'''

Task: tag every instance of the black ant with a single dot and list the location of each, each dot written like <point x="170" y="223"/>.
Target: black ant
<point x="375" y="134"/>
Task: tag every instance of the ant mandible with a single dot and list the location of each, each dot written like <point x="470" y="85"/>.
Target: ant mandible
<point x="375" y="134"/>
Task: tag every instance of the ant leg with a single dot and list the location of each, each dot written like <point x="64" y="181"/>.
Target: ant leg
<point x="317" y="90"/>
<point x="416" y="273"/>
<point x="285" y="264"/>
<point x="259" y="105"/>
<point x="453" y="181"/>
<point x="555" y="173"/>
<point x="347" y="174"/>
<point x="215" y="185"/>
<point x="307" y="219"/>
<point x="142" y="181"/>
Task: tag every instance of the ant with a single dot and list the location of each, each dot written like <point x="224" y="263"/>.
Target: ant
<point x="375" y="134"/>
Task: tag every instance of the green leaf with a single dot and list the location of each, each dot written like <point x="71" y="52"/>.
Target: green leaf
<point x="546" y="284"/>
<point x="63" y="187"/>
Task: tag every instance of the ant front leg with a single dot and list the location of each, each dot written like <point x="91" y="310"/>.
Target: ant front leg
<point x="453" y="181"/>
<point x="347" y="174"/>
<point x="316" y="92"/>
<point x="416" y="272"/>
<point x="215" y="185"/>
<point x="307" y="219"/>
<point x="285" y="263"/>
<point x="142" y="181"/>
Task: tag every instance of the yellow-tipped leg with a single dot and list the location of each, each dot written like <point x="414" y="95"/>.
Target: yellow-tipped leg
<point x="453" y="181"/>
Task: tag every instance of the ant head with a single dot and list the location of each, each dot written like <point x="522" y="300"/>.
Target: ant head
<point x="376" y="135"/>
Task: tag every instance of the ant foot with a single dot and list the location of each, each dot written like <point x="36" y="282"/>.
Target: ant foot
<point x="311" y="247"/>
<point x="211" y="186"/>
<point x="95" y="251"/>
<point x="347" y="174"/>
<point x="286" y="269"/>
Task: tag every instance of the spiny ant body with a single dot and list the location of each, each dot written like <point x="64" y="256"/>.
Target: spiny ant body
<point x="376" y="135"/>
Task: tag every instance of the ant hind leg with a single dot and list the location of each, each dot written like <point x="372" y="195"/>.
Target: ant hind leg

'''

_OBJECTIVE_. Repeat exactly the lines from the line containing "Task: tag every instance of the spiny" through the end of the listing above; both boundary lines are part of the output.

_CORRECT RESULT_.
Task: tag every instance of the spiny ant body with a single dot and list the location of each, each dot written like <point x="64" y="256"/>.
Target: spiny ant body
<point x="376" y="135"/>
Task: tag every instance of the ant hind leg with a single dot and list the location of each, each dot written like <point x="372" y="195"/>.
Target: ant hind leg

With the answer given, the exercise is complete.